== Kısa görev A ==
Aşağıdaki metni iki cümleyle özetle.

Bugün, köprülerin, İstanbul için muazzam derslerle yüklü bir kentsel tecrübe olduğu çok açık. Artık, çıplak gözle de gördüğümüz-yaşadığımız gibi köprüler, kent trafiğini rahatlatmak şöyle dursun, daha da kaotik hale getirdiler.
Sosyolog Georg Simmel, köprüleri, iki farklı şeyi birleştirme arzusunu temsil eden ve doğal sınırları aşan estetik bir başarı olarak görmüştü. Zaman içinde köprüler bambaşka işlevlere de konu oldular ve böylece mühendislik ve sanat dışında sosyal bilimlerin de ilgi alanı içinde özel bir yer aldılar.
Türkiye söz konusu olduğunda belki de daha spesifik işlevlerden söz etmek de mümkün. Zira burada köprüler neredeyse köprü haricinde her şeydirler. O kadar ki ülkenin gelişmişliğini gösteren tanıtım filmleri, üzerine bayraklar giydirilmiş köprü görselleriyle başlar. Bunu yollar, tüneller vb. takip eder. Ayrıca bizde köprülerin bir de toplumsal kabul almaları gibi bir sorunu vardır. Bu da başka bir olgudur.
İSTANBUL BOĞAZI’NDA KÖPRÜ YAPMA FİKRİNİN ÖYKÜSÜ
İstanbul Boğazı’nda köprü üzerine tartışmalar, 1960’lı yıllarda gerçekte bir köprüye ihtiyaç olup olmadığıyla başlamıştı. Bu tartışmaların bir tarafı olan Mimarlar Odası, o yıllarda köprünün görünür gerekçesi olan ‘trafiği rahatlatma’ gibi bir işlevi olamayacağını; geçici rahatlama olsa bile orta-uzun vadede köprünün kente de, trafiğe de bir yük olacağını şu uyarıyla tespit etmişti:
“İstanbul, iki milyonu aşan nüfusu ile Türkiye’nin en büyük ticaret-sanayi şehridir. Nüfusunun yüzde 75-80’i Boğaz’ın batısında, yüzde 20-25’i de Boğaz’ın doğusunda yaşamakta, tarihi şehir merkezi batı yakasında bulunmaktadır. Boğaz Köprüsü projesi; planlama, şehircilik ilkeleri ve şehrin geleceğinden bağımsız olarak ele alınmış bir projedir. Köprü, şehrin doğusunda yeni merkezler yaratmaktan çok, batıdaki merkeze doğuyu daha çok bağlama amacına hizmet edecek ve şehrin trafik ve ulaşım problemini artıracaktır. Şehir bu durumda kuzeye doğru büyüyecek ve bu durum yeni bağlantı yoları ve yeni köprülerin yapımını zorunlu hale getirecektir. Köprü otomobil ulaşımını teşvik edecek, şehir içindeki otomobil dolaşımını artıracaktır, kaynakların sınırlılığı yüzünden metro yatırımını belirsiz bir tarihe ertelemeye neden olacaktır. Köprü ve bağlantı yolarına harcanacak 2.5-3 milyar lira ile bir milyon ton yıllık kapasiteli demir çelik tesisleri kurulabilir, 600 bin insanın konut sorunu çözülebilir (tüm Ankara’nın gecekondu sorunu çözülebilir) ya da Türkiye’nin tüm köylerinin içme suyu sorunu çözülebilir. Boğaz Köprüsü’ne ayrılacak ödeneğin yarısıyla arabalı taşıma ağı genişletilebilir ve sorunun çözümüne olanak sağlanabilir” (Boğaz Köprüsü Üzerine Mimarlar Odası Görüşü, 1969).

== Liste ==
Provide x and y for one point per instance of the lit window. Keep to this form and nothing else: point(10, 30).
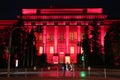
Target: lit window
point(72, 50)
point(61, 52)
point(67, 59)
point(40, 37)
point(51, 37)
point(55, 59)
point(40, 50)
point(61, 36)
point(72, 36)
point(51, 50)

== Kısa görev B ==
Yukarıdaki listenin tüm satırlarını kelimesi kelimesine tekrar yaz, resimleri cevaba dahil etme.

== Yazılı çözüm A ==
Metin, köprülerin İstanbul'da trafiği rahatlatmak bir yana onu daha da kaotik hale getirdiğini ve Türkiye'de köprülerin, ülkenin gelişmişliğini gösteren tanıtım filmlerinin açılışında yer almak gibi köprü dışındaki işlevler de üstlendiğini anlatır. Mimarlar Odası'nın 1969 tarihli görüşüne göre Boğaz Köprüsü şehircilik ilkelerinden bağımsız ele alınmış bir projeydi; köprü trafik sorununu artıracak, otomobil kullanımını teşvik edecek ve metro yatırımını erteletecekti, harcanacak parayla ise konut ya da köylerin içme suyu gibi sorunlar çözülebilirdi.

== Yazılı çözüm B ==
Provide x and y for one point per instance of the lit window. Keep to this form and nothing else: point(10, 30).
Target: lit window
point(72, 50)
point(61, 52)
point(67, 59)
point(40, 37)
point(51, 37)
point(55, 59)
point(40, 50)
point(61, 36)
point(72, 36)
point(51, 50)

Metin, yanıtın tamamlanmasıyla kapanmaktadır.